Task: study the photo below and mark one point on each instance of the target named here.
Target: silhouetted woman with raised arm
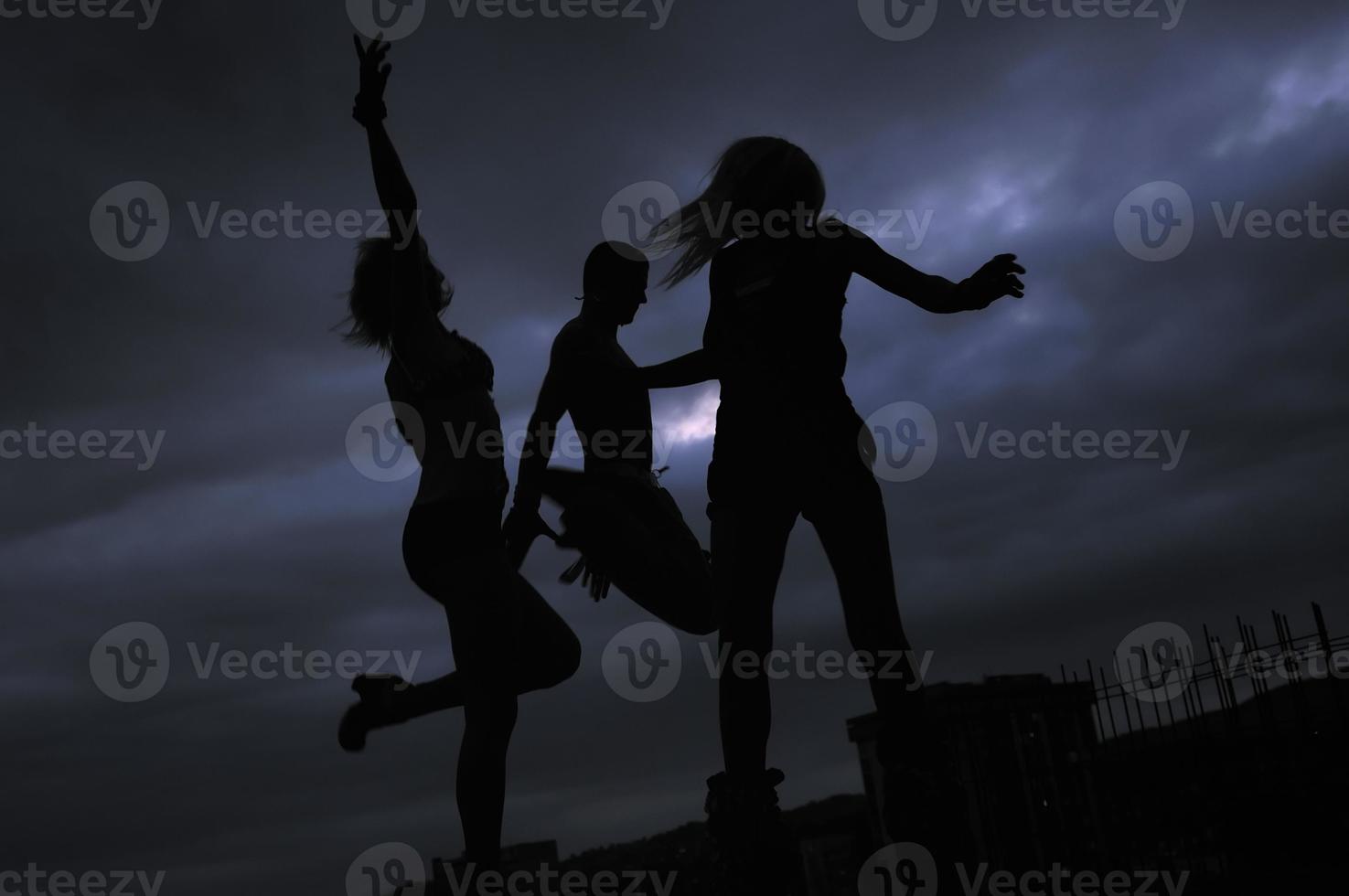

⁂

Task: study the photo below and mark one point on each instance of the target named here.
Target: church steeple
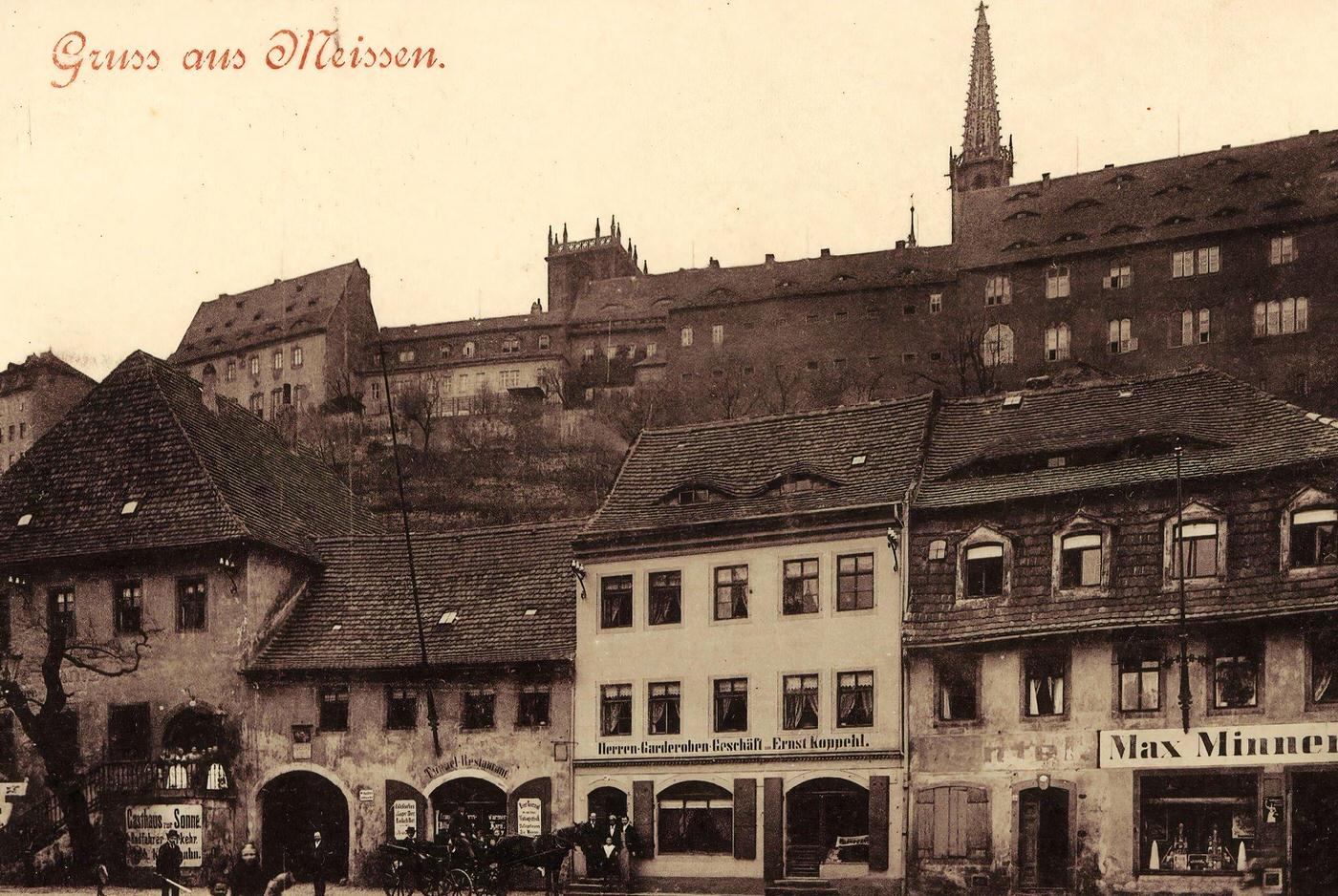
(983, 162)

⁂

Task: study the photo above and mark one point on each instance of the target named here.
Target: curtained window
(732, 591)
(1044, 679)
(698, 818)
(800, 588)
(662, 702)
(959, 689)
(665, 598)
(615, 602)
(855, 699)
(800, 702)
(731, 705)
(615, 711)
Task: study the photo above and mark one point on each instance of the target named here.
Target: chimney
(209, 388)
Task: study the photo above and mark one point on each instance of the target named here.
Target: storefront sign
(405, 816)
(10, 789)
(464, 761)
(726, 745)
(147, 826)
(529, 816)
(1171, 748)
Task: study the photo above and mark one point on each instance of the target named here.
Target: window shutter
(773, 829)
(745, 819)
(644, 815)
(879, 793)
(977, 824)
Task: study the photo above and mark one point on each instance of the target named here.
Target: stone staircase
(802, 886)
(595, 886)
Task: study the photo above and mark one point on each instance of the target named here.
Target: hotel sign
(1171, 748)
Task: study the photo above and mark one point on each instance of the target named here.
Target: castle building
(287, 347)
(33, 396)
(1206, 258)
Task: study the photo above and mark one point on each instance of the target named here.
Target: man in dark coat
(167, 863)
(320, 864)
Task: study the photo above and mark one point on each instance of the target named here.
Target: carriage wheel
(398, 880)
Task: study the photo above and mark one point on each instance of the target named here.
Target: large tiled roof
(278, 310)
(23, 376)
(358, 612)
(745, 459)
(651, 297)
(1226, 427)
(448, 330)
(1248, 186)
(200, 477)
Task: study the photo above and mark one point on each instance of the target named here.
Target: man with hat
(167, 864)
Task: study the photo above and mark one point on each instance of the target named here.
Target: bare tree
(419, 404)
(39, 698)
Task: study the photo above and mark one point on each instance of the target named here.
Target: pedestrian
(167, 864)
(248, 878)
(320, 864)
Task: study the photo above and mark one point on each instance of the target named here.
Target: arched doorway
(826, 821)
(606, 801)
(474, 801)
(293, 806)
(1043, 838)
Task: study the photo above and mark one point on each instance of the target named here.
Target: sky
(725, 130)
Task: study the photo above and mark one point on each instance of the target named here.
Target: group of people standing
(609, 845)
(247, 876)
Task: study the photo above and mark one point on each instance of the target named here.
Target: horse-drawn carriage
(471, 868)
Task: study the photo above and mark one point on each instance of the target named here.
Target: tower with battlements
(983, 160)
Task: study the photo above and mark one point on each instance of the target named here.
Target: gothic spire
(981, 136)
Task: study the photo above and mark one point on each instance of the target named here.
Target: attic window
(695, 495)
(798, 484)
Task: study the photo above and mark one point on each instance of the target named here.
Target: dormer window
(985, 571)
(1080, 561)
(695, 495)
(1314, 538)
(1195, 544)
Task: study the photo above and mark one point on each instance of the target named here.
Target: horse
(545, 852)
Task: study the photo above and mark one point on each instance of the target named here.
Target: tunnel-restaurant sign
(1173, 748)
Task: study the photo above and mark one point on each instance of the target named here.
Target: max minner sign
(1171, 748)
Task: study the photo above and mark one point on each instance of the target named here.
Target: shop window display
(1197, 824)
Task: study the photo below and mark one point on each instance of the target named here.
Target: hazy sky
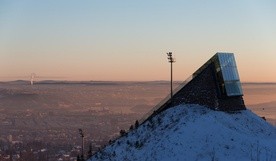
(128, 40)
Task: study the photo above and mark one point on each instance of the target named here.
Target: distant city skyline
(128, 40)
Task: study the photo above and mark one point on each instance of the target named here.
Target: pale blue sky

⁂

Gather each line in the records above that contains the word "with", and copy those lines unchanged.

Target: silhouetted woman with raised arm
Target: man with hat
Target: tower with battlements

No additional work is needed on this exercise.